## Page excerpt
☆ ☆ ☆ ☆ ☆ ☆ ☆
‘filesysobjects.__init__’ - Module

Module

The package ‘filesysobjects’ provides utilities for the handling of file system like resource paths as class trees containing files as objects.

Constants

Note

The displayed numeric values for the enums are for debugging support only and may change apperantly, use the symbolic names only.

Python Version

  • V3K: Python3.5+, else Python2.7
  • ISSTR: string and unicode for type comparison
  • unicode: for Python3, remaps unicode to str

Platform Definitions

The internal representation of the platform parameter is an int used as bit-array for binary logic operations. The most interfaces support the bit-array representation as well as the alternatively string name macros as defined by the sys.platform interface. The bit-mask representation sould be preferred, but requires the import of filesysobjects, while the string macros just require the import of the interfaces. These may also provide advace when used for custom types or resource paths, e.g. SNMP.

Structure of Bit-Masks

The predefined bitmasks are provided as a label of form RTE_<name>, which covers the grouping of bit-mask blocks and the increments within these groups. The comitted interface is the NAMED ENUMERATION only, NOT the numeric value. Therefore the values must never be accessed explicitly.

The general algorithm of the calculation for the bit-mask is a combination of category bit-masks for bit-blocks and the addition of sub-blocks for context-bitmasks for the family grouping it’s members. This combines the performance of logical bit-operations with the reduction of the number of required bits. This is required due to the vast number of combinations, which else would lead to bit arrays of astronomical dimensions.

The current implementation covers all major - practically almost all - filesystems, UNC, and URI resources with a required number of 15-bits, where the 16-th is reserved for future use. Thus may fit also to 16-bit based platforms such as embedded systems. This provides more than 30.000 variants platforms for resource paths, which seems future proof.
☆ ☆ ☆ ☆ ☆ ☆ ☆
## Provided records
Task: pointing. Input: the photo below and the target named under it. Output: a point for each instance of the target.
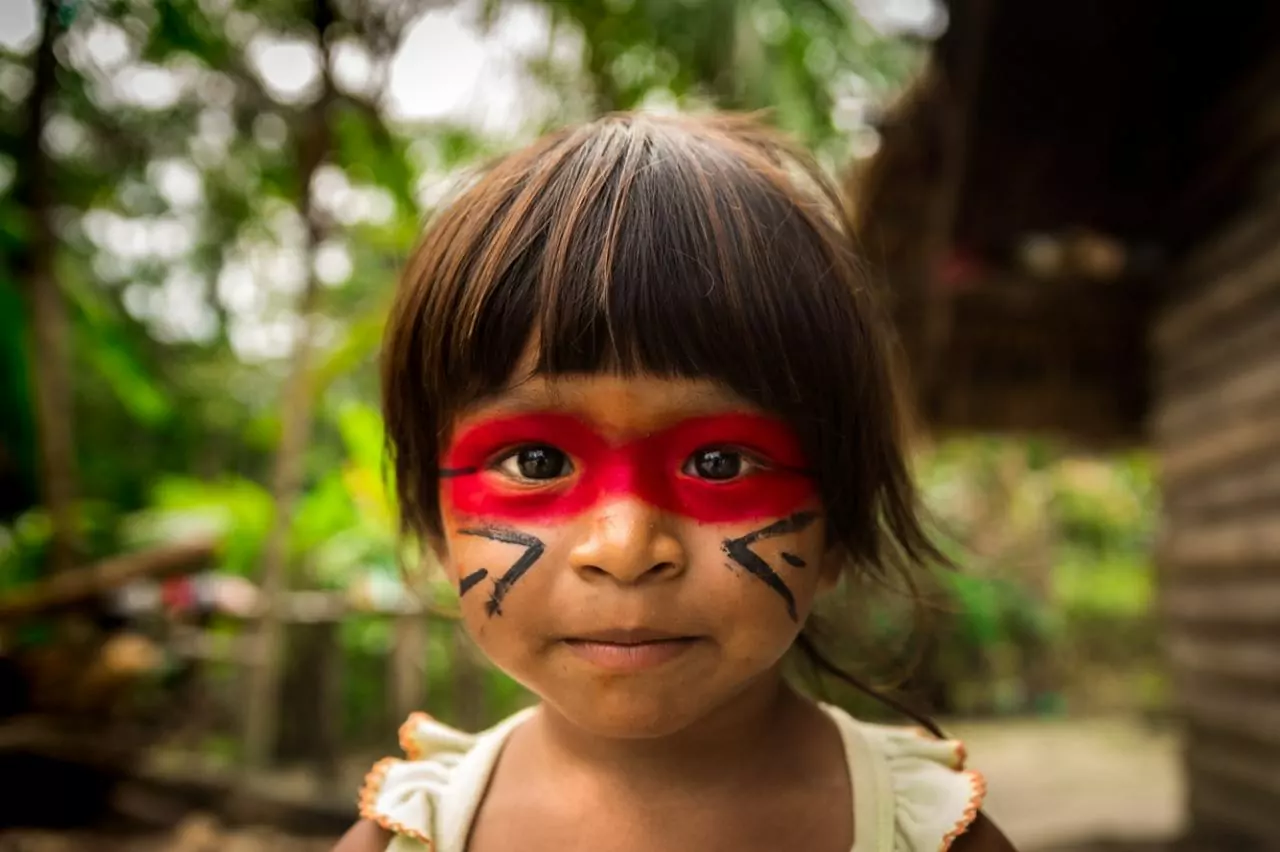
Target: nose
(627, 541)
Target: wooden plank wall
(1216, 426)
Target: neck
(748, 733)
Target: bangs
(703, 248)
(640, 247)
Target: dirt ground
(1080, 784)
(1095, 786)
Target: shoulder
(918, 788)
(364, 836)
(426, 797)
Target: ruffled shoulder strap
(928, 796)
(428, 798)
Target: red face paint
(650, 468)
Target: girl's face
(635, 550)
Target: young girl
(640, 407)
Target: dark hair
(700, 247)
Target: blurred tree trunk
(261, 710)
(48, 352)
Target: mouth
(630, 650)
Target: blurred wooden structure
(1078, 214)
(144, 701)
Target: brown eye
(538, 462)
(716, 465)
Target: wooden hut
(1078, 214)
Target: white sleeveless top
(912, 792)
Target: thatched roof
(1037, 186)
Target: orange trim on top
(978, 787)
(369, 795)
(406, 731)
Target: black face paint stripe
(740, 552)
(471, 580)
(533, 553)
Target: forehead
(612, 403)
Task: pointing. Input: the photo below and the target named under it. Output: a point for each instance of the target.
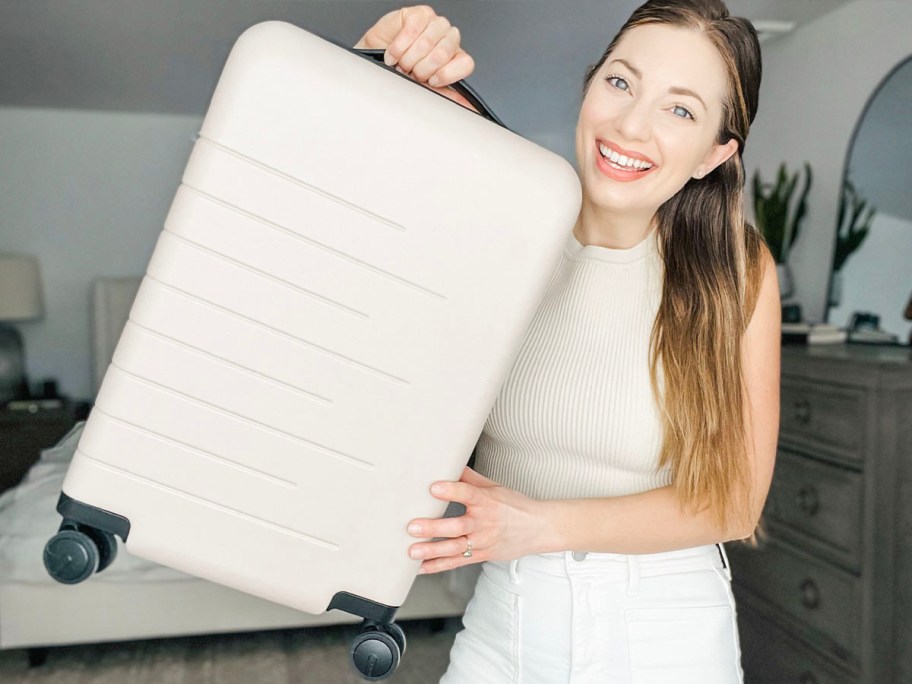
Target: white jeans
(601, 618)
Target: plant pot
(784, 274)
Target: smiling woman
(637, 429)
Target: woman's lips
(627, 167)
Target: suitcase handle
(460, 87)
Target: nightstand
(27, 427)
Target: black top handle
(460, 87)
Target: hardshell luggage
(341, 286)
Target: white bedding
(28, 518)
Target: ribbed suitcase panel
(343, 281)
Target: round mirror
(871, 281)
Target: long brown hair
(712, 275)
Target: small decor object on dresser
(20, 300)
(825, 597)
(28, 426)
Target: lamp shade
(20, 287)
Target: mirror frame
(845, 170)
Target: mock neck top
(576, 416)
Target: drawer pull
(810, 594)
(803, 411)
(808, 501)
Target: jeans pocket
(683, 645)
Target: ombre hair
(713, 269)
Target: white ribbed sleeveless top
(576, 416)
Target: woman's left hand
(500, 523)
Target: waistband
(576, 563)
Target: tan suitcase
(340, 288)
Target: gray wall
(816, 82)
(87, 191)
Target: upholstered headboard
(111, 302)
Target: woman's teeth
(622, 161)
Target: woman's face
(650, 119)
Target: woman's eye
(682, 112)
(618, 82)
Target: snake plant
(852, 225)
(777, 220)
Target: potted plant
(852, 225)
(779, 216)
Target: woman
(637, 429)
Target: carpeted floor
(294, 656)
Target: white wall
(87, 193)
(816, 82)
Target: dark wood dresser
(827, 596)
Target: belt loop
(726, 566)
(514, 571)
(633, 575)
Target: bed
(136, 599)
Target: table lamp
(20, 300)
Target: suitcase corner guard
(85, 542)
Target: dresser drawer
(823, 418)
(819, 500)
(821, 596)
(770, 655)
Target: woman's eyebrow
(673, 90)
(636, 72)
(687, 91)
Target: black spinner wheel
(71, 556)
(376, 651)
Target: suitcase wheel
(77, 551)
(71, 556)
(376, 651)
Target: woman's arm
(504, 524)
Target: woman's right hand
(422, 45)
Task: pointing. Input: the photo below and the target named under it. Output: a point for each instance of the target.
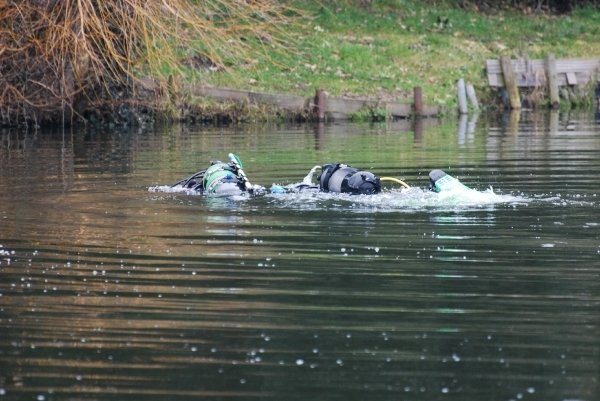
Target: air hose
(382, 179)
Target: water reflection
(110, 291)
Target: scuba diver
(222, 179)
(341, 178)
(227, 179)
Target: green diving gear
(220, 179)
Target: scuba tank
(340, 178)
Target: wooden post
(418, 99)
(320, 105)
(510, 82)
(462, 96)
(552, 81)
(472, 97)
(461, 134)
(418, 136)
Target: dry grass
(57, 56)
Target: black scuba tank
(340, 178)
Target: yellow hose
(394, 180)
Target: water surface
(111, 289)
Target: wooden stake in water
(462, 96)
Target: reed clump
(59, 58)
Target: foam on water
(410, 199)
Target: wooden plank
(510, 82)
(526, 70)
(552, 84)
(493, 80)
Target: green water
(115, 287)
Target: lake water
(113, 287)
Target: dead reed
(57, 57)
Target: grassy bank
(387, 48)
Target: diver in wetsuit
(221, 179)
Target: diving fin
(440, 181)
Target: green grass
(387, 49)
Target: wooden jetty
(550, 73)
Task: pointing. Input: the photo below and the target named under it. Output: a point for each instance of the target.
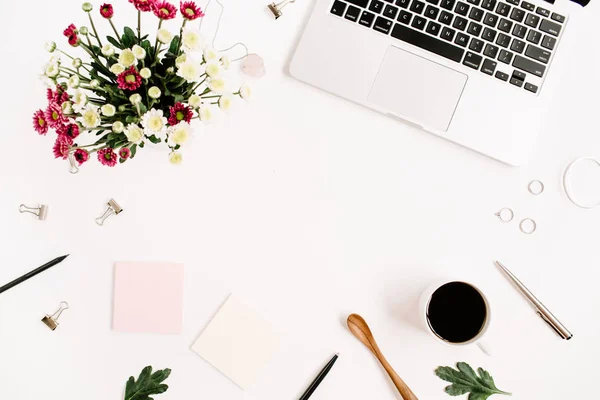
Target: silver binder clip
(113, 209)
(51, 321)
(41, 211)
(276, 8)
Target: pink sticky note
(148, 298)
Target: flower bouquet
(129, 89)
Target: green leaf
(464, 380)
(174, 45)
(147, 384)
(114, 42)
(128, 39)
(154, 139)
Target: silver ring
(533, 190)
(509, 215)
(528, 231)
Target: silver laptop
(479, 73)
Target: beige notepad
(238, 342)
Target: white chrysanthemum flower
(79, 100)
(175, 158)
(52, 70)
(164, 36)
(205, 113)
(50, 47)
(73, 82)
(246, 92)
(190, 70)
(139, 52)
(195, 101)
(180, 134)
(134, 133)
(118, 127)
(135, 99)
(127, 58)
(216, 85)
(225, 102)
(67, 108)
(155, 123)
(108, 50)
(180, 60)
(90, 117)
(192, 40)
(117, 69)
(213, 69)
(154, 92)
(145, 73)
(108, 110)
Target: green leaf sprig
(465, 380)
(147, 384)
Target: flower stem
(94, 29)
(115, 29)
(180, 37)
(156, 44)
(139, 26)
(66, 54)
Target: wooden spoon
(360, 329)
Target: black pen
(313, 386)
(32, 273)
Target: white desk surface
(310, 208)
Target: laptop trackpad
(417, 89)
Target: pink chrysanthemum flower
(62, 146)
(143, 5)
(190, 10)
(39, 122)
(107, 11)
(107, 157)
(71, 33)
(58, 97)
(54, 116)
(69, 130)
(81, 156)
(129, 79)
(179, 113)
(164, 10)
(73, 40)
(125, 153)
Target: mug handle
(484, 347)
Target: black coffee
(457, 312)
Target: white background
(308, 207)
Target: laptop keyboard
(480, 34)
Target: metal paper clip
(51, 321)
(113, 209)
(276, 8)
(41, 211)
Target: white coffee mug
(424, 307)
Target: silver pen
(541, 310)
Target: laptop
(479, 73)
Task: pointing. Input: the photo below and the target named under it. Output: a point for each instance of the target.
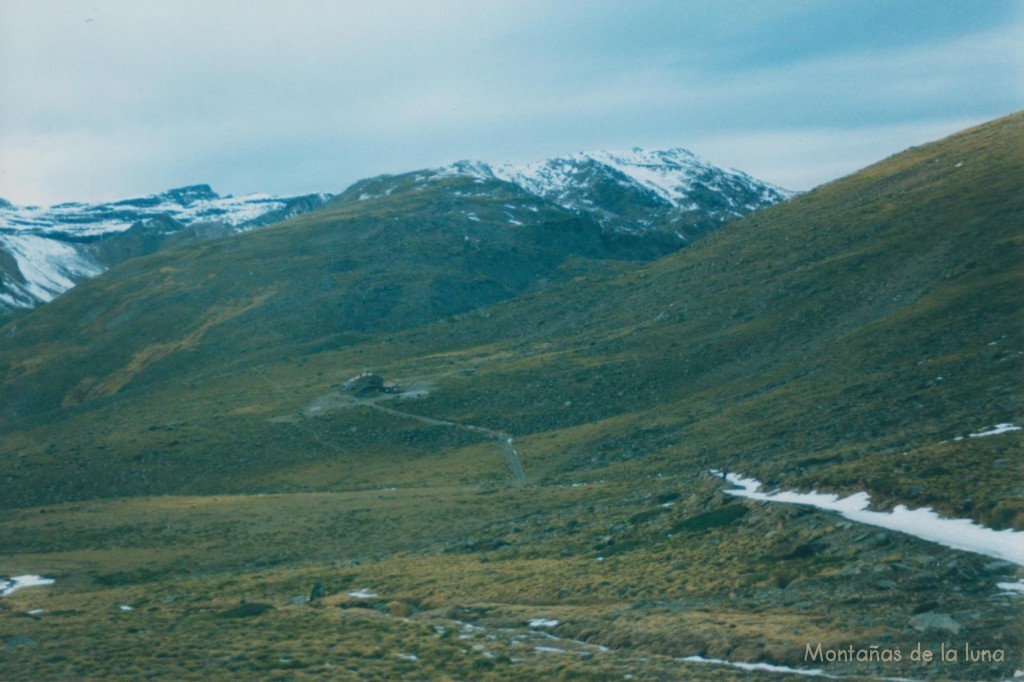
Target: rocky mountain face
(583, 455)
(45, 251)
(643, 201)
(671, 190)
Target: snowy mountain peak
(44, 251)
(671, 175)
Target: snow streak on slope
(47, 267)
(955, 534)
(184, 205)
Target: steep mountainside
(668, 197)
(174, 436)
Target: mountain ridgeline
(667, 198)
(564, 394)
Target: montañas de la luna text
(873, 652)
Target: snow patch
(995, 430)
(809, 672)
(18, 582)
(1012, 588)
(543, 623)
(925, 523)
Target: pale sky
(107, 99)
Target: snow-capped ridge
(45, 251)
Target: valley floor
(593, 580)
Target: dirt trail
(504, 439)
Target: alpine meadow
(598, 417)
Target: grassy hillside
(174, 438)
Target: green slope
(843, 341)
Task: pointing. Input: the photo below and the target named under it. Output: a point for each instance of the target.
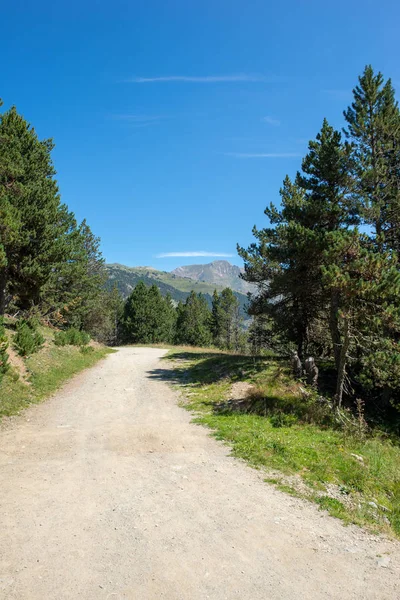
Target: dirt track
(109, 492)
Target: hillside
(178, 287)
(218, 273)
(34, 378)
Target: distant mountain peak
(218, 272)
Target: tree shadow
(208, 368)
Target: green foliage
☆ ☆ ☆ ☆ ☆ ☆ ☆
## Written instruction 1
Answer these from the filesysobjects module page:
(a) In what form are the predefined bitmasks labeled?
(b) How many bits does the current implementation require?
(c) Under Python3, what does unicode get remapped to?
## Written instruction 2
Report every line of the listing that contains the string "plant".
The module page and the listing have nothing to do with each other.

## Problem solution 1
(a) RTE_<name>
(b) 15 bits
(c) str

## Problem solution 2
Target: plant pot
Target: snake plant
Target: potted plant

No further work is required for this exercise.